### What needs to be done
Please print the entries below exactly, from the line with "target | soccer ball" through the line with "target | grass pitch", including both of those lines and leaving out all others.

### Data for processing
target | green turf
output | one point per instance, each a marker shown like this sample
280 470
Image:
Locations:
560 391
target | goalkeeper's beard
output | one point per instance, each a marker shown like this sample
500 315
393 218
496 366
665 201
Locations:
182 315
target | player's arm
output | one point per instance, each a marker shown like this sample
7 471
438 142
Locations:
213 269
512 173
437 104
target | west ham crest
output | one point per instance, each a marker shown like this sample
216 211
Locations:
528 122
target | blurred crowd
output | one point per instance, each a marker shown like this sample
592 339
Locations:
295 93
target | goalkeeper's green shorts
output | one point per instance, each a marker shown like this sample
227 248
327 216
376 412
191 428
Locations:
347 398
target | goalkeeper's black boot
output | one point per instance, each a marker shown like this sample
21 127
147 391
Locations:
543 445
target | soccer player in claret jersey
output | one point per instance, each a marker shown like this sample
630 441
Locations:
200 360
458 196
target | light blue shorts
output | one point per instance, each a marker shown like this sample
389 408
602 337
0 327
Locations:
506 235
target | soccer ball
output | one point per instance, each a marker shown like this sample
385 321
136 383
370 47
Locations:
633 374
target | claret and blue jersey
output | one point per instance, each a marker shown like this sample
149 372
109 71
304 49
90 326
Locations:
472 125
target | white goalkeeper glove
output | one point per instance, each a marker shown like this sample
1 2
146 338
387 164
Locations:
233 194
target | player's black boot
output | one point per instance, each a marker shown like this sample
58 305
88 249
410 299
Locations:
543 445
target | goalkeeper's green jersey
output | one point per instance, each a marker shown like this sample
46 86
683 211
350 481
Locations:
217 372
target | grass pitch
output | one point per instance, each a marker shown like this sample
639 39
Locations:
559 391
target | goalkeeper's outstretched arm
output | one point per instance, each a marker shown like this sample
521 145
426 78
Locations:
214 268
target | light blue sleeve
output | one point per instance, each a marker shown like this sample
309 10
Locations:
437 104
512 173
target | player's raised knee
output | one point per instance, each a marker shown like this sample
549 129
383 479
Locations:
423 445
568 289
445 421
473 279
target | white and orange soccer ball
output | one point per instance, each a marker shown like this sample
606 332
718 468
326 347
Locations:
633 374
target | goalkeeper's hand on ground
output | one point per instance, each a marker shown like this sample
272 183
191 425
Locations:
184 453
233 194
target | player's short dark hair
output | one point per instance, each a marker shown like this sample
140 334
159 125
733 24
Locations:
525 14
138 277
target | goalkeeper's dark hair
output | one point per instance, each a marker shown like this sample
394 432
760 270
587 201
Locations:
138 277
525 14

### Answer below
target | soccer ball
output | one point per instance, each a marker shown like this sample
385 321
136 383
370 47
Locations:
633 374
target | claret and blue jersey
output | one point per instance, each a marker shown like this sample
149 372
109 71
304 49
90 326
Locations:
472 125
target | white goalkeeper glove
output | one point per instance, each a marker shown like this sample
1 2
146 338
387 164
Locations:
233 194
target | player's black boot
output | one point per instance, each a marker shown like this sample
58 305
88 249
410 299
Locations:
543 445
target | goalkeeper's green jersey
output | one point per instance, each a marker shown like this sample
46 86
683 211
350 481
Locations:
217 372
target | grass pitch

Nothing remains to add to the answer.